• **Consigne écrite 1**:
Dans l'extrait sur la Sure Food, à quoi Lyons compare-t-il le pain de viande servi au Château Laurier ?
• **Consigne écrite 2**:
Donnez la suite de l'extrait sur la Sure Food à partir de sa dernière phrase.

• **Extrait**:
Oh oui, et Lyons souligne que le pain de viande de Sure Food servi au Château Laurier lui rappelle les saucisses servies aux membres de la British Army pendant la Seconde Guerre mondiale. Ayoye…
Les journalistes qui couvrent la dégustation soulignent que c’est la première fois que la Sure Food est dégustée en public sur la planète Terre. Mieux encore, ils soulignent que le Canada serait le seul producteur de la Sure Food. Ces deux déclarations peuvent sembler un peu tirées par les cheveux, mais pourraient bien être vraies, du moins en partie.
Voyez-vous, le gentilhomme en charge de cette démonstration est, non, pas Barnett Sure. Il est le susmentionné Pearson. Vous vous souvenez que ce gentilhomme est chimiste alimentaire, n’est-ce pas? Bien. De fait, il peut bien être le seul et unique chimiste alimentaire à travailler pour une conserverie canadienne basée à Hamilton, Ontario.
D’une manière ou d’une autre, il entend parler de la Sure Food et est intrigué. De fait, Pearson est tellement intrigué qu’il peut avoir quitté son emploi et puisé dans ses poches pour acheter les droits de fabrication canadiens (et étrangers?) de la University of Arkansas Research Foundation. Il signe ensuite une entente avec son ancien employeur afin de produire la Sure Food à Hamilton. Ou peut-être pas.

• **Matériel fourni**:

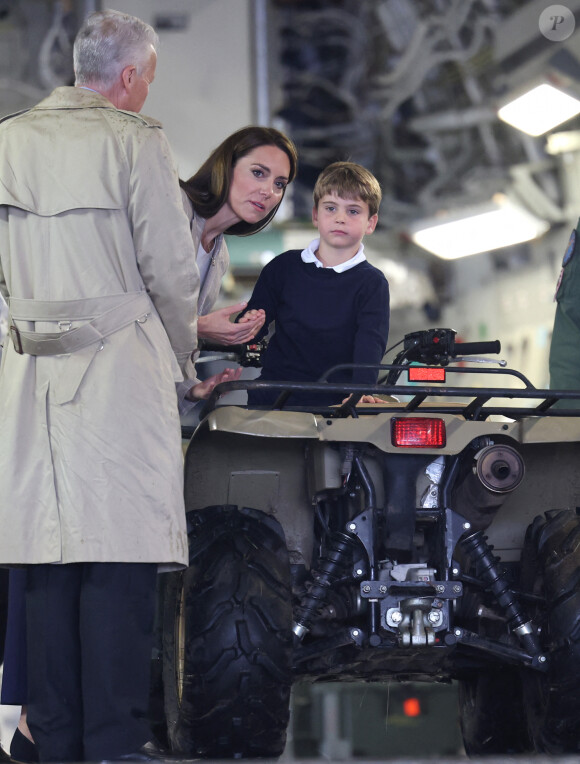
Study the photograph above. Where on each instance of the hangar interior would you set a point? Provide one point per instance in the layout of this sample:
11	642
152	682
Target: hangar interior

• **Réponse 1**:
Aux saucisses servies aux membres de la British Army pendant la Seconde Guerre mondiale.

• **Réponse 2**:
Voyez-vous, l’ancien employeur de Pearson a une usine à proximité de Brantford, Ontario, à l’aéroport local en fait, et votre humble serviteur doute qu’il en ait une autre. La dite usine est située dans un hangar de la Seconde Guerre mondiale lié à une école de pilotage avancée exploitée sous les auspices du Plan d’entraînement aérien du Commonwealth britannique – une des plus grandes contributions du Canada à la victoire des Alliés en 1945. L’École de pilotage militaire No 5 est équipé de Avro Anson utilisés pour former les pilotes de bombardiers.
Et oui, il y a un Anson dans la collection impressionnante du Musée de l’aviation et de l’espace du Canada, à Ottawa.
Vous ne pensiez pas que cette glorieuse institution serait mentionnée dans ce numéro de notre blogue / bulletin / machin, n’est-ce pas? Étant donné qu’il y a une volonté de ma part de le faire aussi souvent que (in)humainement possible, vous pouvez être sûr(e) que je ferai de mon mieux pour trouver un moyen de le faire, mais revenons à notre histoire.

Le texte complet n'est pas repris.